▼▼▼
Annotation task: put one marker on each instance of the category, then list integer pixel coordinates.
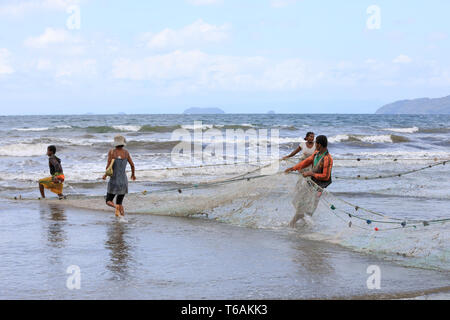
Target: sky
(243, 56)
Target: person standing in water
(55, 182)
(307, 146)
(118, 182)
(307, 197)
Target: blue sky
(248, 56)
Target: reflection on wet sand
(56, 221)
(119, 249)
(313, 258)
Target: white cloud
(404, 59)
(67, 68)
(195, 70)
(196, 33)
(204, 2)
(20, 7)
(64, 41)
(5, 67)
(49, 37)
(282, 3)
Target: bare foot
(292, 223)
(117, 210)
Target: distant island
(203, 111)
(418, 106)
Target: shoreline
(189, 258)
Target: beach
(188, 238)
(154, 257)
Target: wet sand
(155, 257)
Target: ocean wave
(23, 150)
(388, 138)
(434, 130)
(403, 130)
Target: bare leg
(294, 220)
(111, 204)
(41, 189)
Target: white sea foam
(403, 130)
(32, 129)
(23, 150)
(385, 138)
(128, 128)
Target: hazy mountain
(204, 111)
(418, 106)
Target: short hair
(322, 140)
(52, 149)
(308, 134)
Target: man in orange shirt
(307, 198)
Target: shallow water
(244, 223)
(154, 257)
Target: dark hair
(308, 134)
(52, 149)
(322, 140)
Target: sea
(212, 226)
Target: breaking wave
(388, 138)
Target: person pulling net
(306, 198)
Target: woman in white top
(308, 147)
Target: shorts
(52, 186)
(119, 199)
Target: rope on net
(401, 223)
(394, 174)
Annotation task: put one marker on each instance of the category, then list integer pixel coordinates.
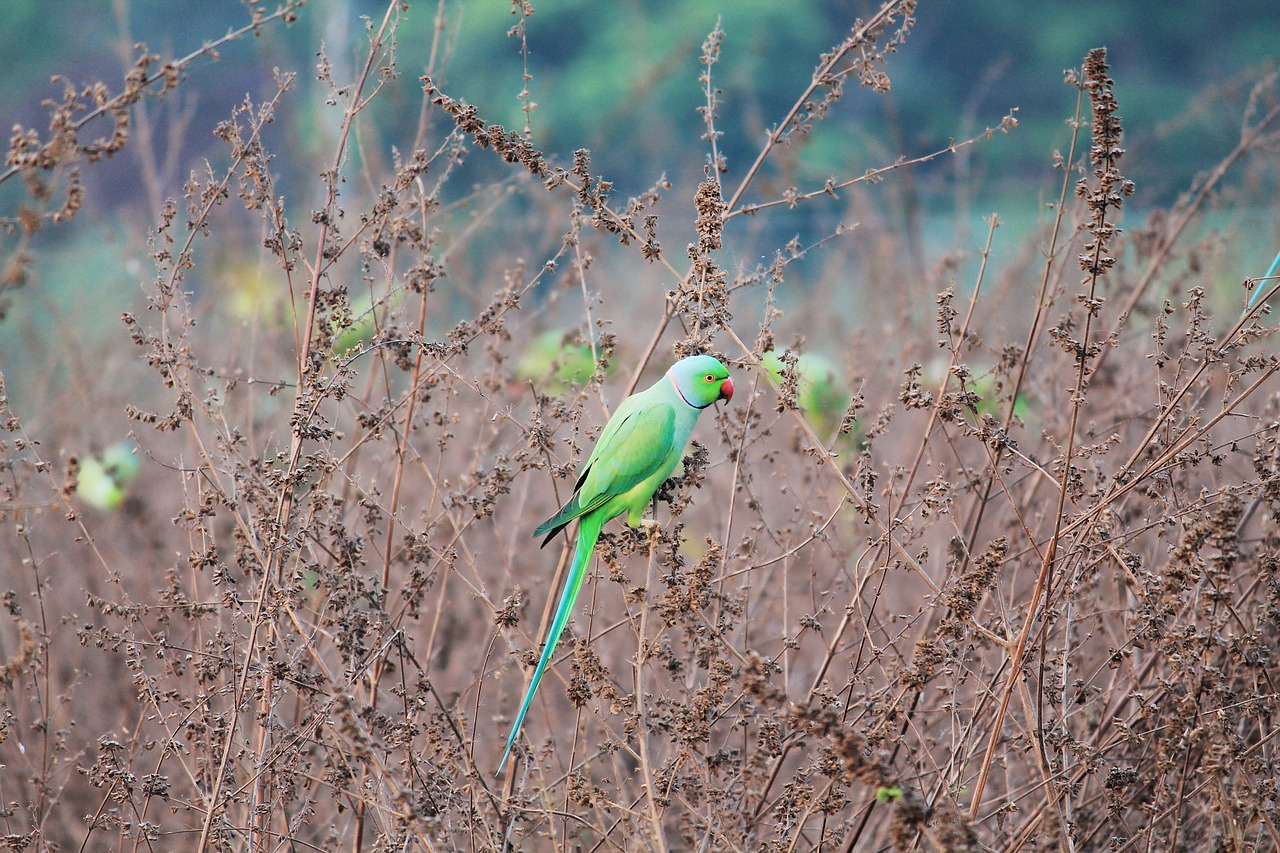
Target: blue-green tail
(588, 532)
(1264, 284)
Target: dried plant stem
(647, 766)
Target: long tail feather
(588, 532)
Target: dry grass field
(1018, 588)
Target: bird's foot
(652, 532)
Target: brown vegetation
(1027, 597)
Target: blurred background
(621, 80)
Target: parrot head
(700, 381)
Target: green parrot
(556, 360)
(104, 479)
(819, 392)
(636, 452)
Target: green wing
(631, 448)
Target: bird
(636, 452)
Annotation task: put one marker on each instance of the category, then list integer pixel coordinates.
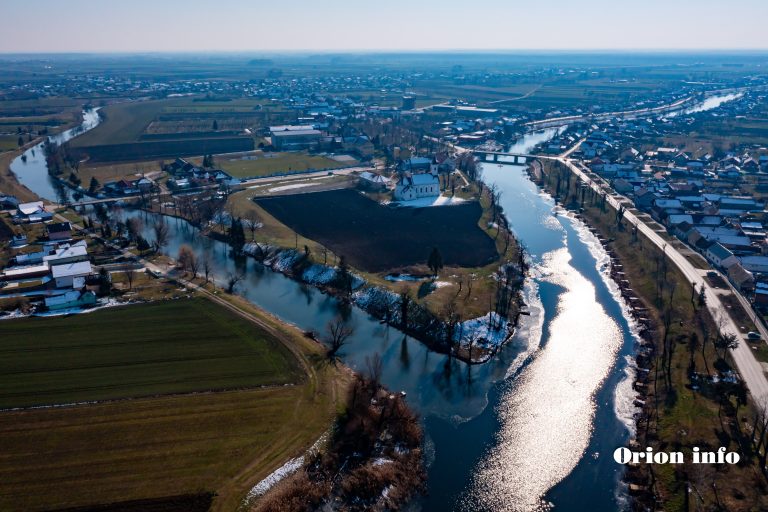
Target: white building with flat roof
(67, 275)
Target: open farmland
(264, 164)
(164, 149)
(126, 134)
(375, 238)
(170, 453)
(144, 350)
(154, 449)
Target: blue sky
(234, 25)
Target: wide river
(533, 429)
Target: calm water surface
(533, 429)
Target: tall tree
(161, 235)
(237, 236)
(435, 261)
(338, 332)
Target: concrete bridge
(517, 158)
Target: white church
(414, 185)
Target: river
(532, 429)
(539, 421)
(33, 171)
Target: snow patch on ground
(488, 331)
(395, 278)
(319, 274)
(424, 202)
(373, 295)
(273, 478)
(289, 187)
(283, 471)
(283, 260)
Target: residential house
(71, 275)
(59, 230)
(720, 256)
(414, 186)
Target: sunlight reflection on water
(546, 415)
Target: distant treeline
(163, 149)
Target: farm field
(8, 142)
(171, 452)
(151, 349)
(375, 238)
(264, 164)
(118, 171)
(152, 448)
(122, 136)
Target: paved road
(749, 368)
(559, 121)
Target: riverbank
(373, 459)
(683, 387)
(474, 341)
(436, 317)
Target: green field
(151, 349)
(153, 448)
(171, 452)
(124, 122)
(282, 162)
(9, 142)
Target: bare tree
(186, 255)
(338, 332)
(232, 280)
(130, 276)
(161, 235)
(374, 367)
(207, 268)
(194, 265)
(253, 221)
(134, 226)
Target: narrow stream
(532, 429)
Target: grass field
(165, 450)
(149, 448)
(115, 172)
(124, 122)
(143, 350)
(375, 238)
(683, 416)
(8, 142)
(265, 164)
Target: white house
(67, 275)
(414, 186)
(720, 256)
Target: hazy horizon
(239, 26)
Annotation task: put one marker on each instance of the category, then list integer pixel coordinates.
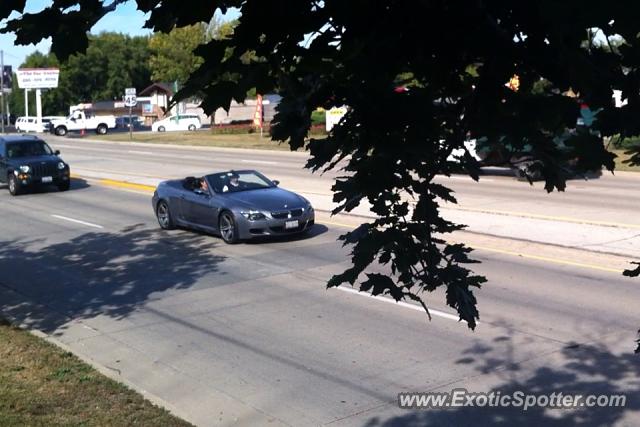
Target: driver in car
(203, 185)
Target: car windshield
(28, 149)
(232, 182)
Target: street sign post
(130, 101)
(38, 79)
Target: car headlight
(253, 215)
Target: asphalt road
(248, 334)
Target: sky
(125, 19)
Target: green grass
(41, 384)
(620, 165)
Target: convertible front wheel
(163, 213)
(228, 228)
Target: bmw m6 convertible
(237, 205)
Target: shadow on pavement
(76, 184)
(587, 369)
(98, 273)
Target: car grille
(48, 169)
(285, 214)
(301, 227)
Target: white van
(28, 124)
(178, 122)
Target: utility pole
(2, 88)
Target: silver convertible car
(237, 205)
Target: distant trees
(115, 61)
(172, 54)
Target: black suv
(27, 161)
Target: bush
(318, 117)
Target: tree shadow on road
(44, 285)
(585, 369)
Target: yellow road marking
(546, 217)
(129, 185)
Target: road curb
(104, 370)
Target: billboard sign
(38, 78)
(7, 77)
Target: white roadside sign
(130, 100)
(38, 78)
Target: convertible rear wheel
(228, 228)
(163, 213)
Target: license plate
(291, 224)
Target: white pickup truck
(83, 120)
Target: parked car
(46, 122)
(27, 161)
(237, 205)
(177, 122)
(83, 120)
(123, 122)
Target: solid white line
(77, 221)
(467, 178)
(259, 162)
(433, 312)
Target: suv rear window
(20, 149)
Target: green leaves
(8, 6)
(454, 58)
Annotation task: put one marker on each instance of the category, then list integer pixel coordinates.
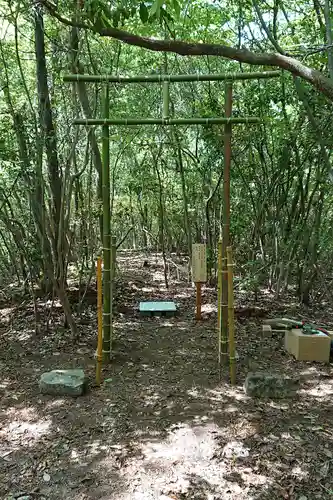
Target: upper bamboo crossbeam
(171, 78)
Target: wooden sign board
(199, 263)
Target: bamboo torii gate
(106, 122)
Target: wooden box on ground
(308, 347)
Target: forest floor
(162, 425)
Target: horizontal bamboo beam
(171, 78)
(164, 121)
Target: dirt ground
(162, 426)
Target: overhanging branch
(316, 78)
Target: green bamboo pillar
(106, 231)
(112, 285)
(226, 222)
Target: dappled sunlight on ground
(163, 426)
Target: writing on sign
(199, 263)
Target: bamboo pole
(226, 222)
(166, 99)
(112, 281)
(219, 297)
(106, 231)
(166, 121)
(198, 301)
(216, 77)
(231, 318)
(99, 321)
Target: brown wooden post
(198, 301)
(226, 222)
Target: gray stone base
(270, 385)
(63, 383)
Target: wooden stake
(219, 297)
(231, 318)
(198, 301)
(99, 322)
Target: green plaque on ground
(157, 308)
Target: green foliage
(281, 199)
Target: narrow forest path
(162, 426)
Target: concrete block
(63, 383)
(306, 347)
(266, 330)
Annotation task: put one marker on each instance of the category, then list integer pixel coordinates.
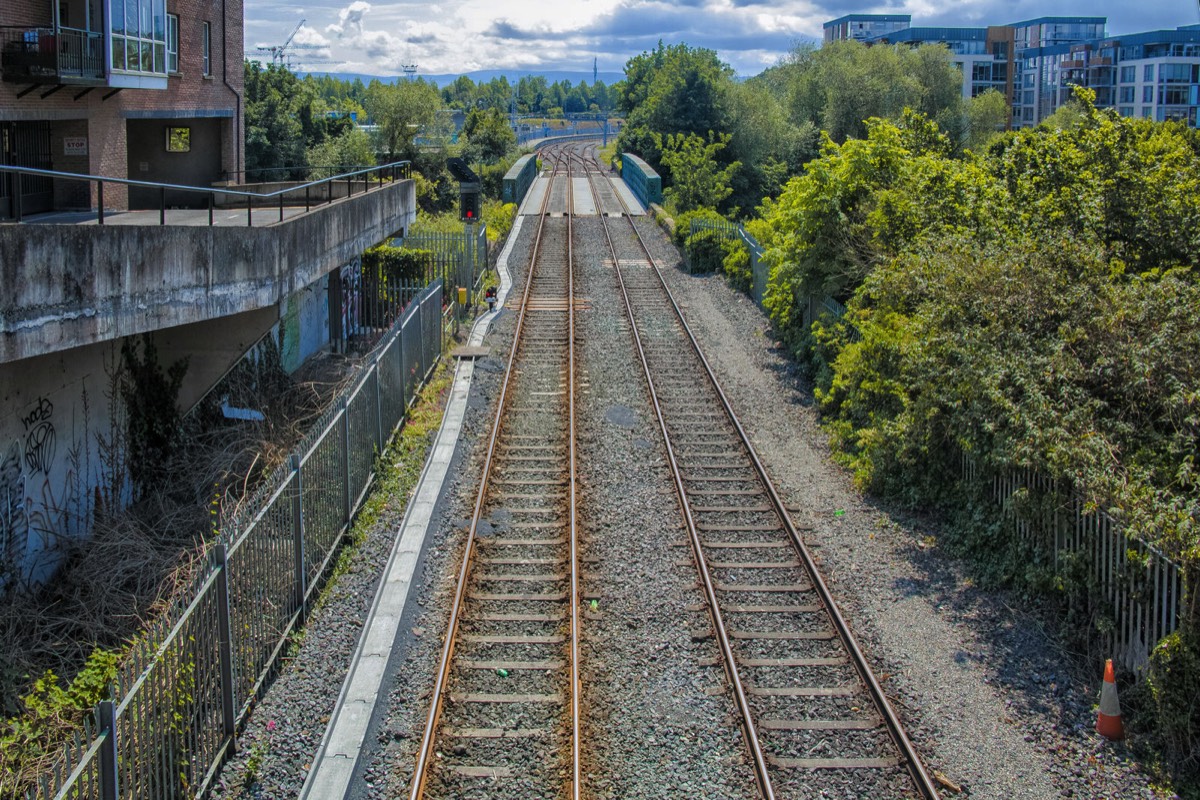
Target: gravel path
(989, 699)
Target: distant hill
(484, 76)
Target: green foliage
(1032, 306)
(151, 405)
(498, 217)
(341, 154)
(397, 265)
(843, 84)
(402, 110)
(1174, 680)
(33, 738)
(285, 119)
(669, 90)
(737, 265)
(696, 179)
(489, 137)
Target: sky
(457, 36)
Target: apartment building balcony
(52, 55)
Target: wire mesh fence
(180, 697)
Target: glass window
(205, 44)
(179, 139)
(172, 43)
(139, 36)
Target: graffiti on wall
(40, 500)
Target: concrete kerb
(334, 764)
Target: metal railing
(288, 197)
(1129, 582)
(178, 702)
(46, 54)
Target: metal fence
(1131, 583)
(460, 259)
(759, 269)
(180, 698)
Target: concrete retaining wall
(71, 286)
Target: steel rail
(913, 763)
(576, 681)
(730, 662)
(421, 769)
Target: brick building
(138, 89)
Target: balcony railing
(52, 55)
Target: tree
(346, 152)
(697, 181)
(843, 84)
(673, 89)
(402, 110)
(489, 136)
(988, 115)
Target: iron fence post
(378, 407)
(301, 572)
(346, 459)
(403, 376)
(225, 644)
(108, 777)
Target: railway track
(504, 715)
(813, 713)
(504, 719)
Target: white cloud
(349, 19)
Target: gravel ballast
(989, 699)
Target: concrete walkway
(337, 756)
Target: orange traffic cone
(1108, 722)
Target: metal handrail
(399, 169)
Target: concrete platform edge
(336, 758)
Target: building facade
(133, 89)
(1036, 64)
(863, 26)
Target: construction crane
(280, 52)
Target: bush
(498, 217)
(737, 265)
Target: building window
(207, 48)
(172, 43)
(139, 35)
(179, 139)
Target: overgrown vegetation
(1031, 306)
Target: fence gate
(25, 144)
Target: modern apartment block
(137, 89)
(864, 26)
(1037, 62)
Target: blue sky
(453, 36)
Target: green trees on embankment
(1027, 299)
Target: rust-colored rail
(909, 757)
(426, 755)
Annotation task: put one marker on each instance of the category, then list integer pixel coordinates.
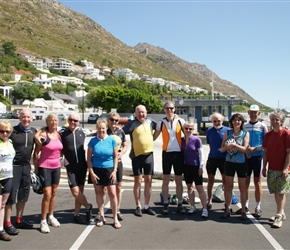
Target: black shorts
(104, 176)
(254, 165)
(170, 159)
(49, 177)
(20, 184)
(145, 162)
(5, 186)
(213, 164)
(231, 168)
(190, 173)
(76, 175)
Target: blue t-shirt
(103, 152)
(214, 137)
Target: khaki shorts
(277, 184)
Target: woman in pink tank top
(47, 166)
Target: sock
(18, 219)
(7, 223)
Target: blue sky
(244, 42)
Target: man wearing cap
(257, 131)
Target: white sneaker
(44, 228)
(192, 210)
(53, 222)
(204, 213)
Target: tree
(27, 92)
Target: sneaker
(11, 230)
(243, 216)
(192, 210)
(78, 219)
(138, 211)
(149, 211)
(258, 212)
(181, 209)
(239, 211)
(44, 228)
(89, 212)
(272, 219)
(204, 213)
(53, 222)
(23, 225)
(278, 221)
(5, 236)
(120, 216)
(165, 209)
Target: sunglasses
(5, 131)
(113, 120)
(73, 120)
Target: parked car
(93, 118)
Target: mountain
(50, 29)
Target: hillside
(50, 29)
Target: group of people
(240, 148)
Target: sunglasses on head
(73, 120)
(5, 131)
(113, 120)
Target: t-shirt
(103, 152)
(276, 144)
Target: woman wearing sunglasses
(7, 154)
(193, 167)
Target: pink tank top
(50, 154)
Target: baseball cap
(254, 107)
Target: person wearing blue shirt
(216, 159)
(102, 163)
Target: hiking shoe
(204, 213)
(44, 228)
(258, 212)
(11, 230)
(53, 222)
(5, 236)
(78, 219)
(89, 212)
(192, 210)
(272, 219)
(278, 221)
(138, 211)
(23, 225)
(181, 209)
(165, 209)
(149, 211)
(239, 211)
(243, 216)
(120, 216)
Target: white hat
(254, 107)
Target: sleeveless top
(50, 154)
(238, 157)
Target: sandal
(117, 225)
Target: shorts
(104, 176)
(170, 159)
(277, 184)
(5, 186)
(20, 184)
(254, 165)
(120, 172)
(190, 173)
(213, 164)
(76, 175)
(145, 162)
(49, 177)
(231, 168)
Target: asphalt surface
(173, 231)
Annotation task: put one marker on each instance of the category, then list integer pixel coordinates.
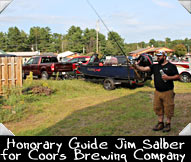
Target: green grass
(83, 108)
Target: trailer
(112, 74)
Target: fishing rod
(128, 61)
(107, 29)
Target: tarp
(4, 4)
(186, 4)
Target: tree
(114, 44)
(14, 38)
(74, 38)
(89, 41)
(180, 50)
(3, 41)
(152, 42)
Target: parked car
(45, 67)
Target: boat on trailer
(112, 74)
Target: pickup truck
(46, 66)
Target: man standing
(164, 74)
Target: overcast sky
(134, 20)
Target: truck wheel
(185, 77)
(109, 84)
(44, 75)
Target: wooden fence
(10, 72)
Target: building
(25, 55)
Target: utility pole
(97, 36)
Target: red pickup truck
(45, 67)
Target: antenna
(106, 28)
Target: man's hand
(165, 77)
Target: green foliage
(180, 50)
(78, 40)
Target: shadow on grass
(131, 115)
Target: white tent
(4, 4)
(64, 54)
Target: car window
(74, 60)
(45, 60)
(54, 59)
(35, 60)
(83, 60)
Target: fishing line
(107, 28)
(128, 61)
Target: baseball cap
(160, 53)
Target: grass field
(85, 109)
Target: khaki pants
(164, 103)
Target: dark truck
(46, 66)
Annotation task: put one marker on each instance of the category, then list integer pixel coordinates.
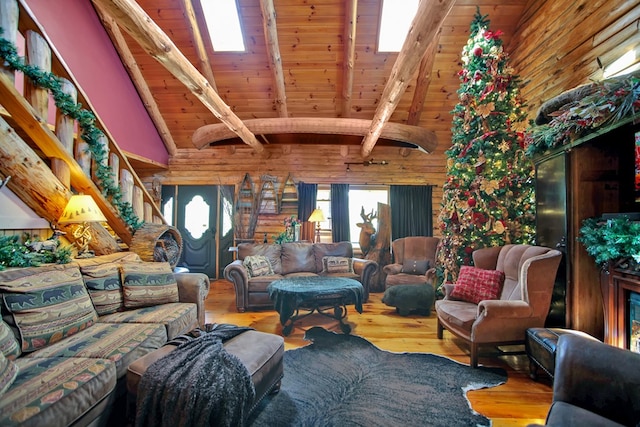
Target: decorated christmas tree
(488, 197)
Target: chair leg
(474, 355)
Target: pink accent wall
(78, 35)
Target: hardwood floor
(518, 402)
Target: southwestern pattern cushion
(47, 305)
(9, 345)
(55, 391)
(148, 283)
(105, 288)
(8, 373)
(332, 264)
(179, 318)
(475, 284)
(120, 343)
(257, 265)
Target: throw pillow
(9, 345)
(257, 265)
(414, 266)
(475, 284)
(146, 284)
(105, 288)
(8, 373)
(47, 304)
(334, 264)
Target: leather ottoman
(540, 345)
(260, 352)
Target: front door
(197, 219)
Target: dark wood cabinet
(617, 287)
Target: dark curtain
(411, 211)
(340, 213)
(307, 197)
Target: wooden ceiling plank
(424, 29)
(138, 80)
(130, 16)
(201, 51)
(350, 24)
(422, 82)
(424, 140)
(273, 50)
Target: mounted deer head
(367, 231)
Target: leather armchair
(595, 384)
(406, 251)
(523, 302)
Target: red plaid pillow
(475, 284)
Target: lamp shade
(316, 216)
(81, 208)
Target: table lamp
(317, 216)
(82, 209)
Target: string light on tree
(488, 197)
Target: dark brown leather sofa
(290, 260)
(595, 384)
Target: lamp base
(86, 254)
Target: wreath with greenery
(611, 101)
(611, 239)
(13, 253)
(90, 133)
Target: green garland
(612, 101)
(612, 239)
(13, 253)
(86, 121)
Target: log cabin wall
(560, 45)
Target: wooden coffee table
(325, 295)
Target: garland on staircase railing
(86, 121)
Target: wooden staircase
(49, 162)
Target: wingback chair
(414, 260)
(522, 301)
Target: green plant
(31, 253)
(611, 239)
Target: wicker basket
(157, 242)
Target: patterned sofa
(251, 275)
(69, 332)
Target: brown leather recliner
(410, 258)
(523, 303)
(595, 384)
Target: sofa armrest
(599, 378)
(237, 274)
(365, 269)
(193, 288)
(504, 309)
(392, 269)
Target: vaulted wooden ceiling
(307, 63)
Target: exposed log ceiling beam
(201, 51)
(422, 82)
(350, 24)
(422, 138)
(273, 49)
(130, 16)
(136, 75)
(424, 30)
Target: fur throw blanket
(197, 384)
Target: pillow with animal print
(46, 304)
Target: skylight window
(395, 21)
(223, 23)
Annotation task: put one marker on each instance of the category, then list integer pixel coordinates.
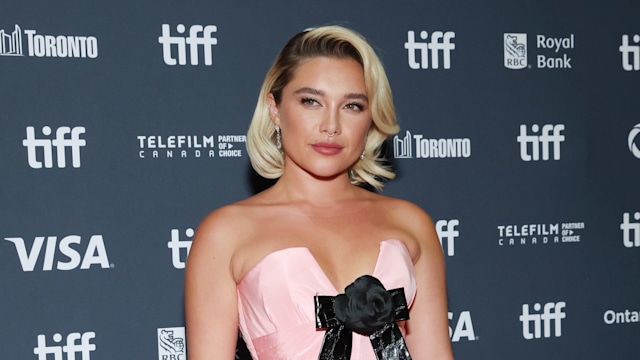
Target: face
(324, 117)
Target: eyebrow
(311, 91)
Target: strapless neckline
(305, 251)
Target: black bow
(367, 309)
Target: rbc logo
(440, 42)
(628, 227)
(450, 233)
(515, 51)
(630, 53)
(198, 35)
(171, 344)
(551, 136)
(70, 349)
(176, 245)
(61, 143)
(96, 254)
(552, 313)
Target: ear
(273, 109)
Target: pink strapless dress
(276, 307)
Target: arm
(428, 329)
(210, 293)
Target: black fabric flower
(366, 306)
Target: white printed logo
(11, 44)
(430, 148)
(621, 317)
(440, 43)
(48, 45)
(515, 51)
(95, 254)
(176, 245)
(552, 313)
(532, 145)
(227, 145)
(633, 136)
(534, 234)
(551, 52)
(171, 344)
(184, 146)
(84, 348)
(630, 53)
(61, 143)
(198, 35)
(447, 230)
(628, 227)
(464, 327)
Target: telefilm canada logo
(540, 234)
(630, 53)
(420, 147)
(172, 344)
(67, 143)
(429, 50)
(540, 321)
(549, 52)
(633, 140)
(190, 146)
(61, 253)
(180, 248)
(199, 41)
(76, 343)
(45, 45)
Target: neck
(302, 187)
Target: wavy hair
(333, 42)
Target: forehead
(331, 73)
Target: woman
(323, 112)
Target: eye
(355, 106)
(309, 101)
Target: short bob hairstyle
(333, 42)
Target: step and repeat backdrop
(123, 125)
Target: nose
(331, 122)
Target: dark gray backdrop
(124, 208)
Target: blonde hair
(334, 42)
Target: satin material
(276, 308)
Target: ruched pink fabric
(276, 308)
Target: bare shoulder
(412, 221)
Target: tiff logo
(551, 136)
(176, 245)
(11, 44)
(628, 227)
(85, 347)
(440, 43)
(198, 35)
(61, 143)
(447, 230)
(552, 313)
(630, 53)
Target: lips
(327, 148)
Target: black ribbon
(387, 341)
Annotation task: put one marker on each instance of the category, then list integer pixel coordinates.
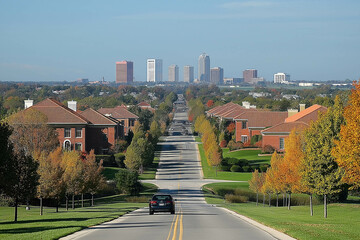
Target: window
▲▲▲
Pictures are skipped here. Print exactly, and only, the lines from the one holding "Target: strapless neckline" through the final line of the material above, both ends included.

Target: strapless neckline
(305, 251)
Target: black bow
(367, 309)
Target: rbc logo
(440, 42)
(628, 227)
(450, 233)
(515, 51)
(630, 53)
(198, 35)
(171, 344)
(551, 136)
(70, 349)
(176, 245)
(61, 143)
(96, 254)
(552, 313)
Target: ear
(273, 109)
Target: pink strapless dress
(276, 307)
Target: arm
(428, 329)
(210, 293)
Target: black fabric flower
(366, 306)
Target: white printed logo
(11, 44)
(430, 148)
(621, 317)
(440, 43)
(48, 45)
(515, 51)
(95, 254)
(176, 245)
(552, 313)
(532, 145)
(227, 145)
(633, 136)
(534, 234)
(551, 52)
(171, 344)
(184, 146)
(84, 348)
(630, 53)
(61, 143)
(198, 35)
(447, 230)
(628, 227)
(464, 327)
Target: telefilm canada logo
(540, 234)
(630, 53)
(420, 147)
(172, 344)
(67, 143)
(429, 50)
(540, 321)
(549, 52)
(633, 140)
(190, 146)
(61, 253)
(180, 248)
(199, 41)
(76, 343)
(45, 45)
Target: neck
(302, 187)
Target: wavy hair
(333, 42)
Target: forehead
(331, 73)
Target: woman
(323, 112)
Target: eye
(355, 106)
(309, 101)
Target: short bob hairstyle
(333, 42)
Target: step and repeat backdrop
(123, 125)
Target: nose
(331, 122)
Target: dark gray backdrop
(124, 208)
Target: blonde hair
(334, 42)
Target: satin material
(276, 308)
Target: ruched pink fabric
(276, 308)
Target: bare shoulder
(412, 221)
Target: tiff logo
(551, 136)
(176, 245)
(11, 44)
(628, 227)
(85, 347)
(440, 43)
(198, 35)
(61, 143)
(447, 230)
(552, 313)
(630, 53)
Target: lips
(327, 148)
Target: black ribbon
(387, 341)
Annotation task: put one marker on each instance of the category, then list integer pixel coordinates.
Target: window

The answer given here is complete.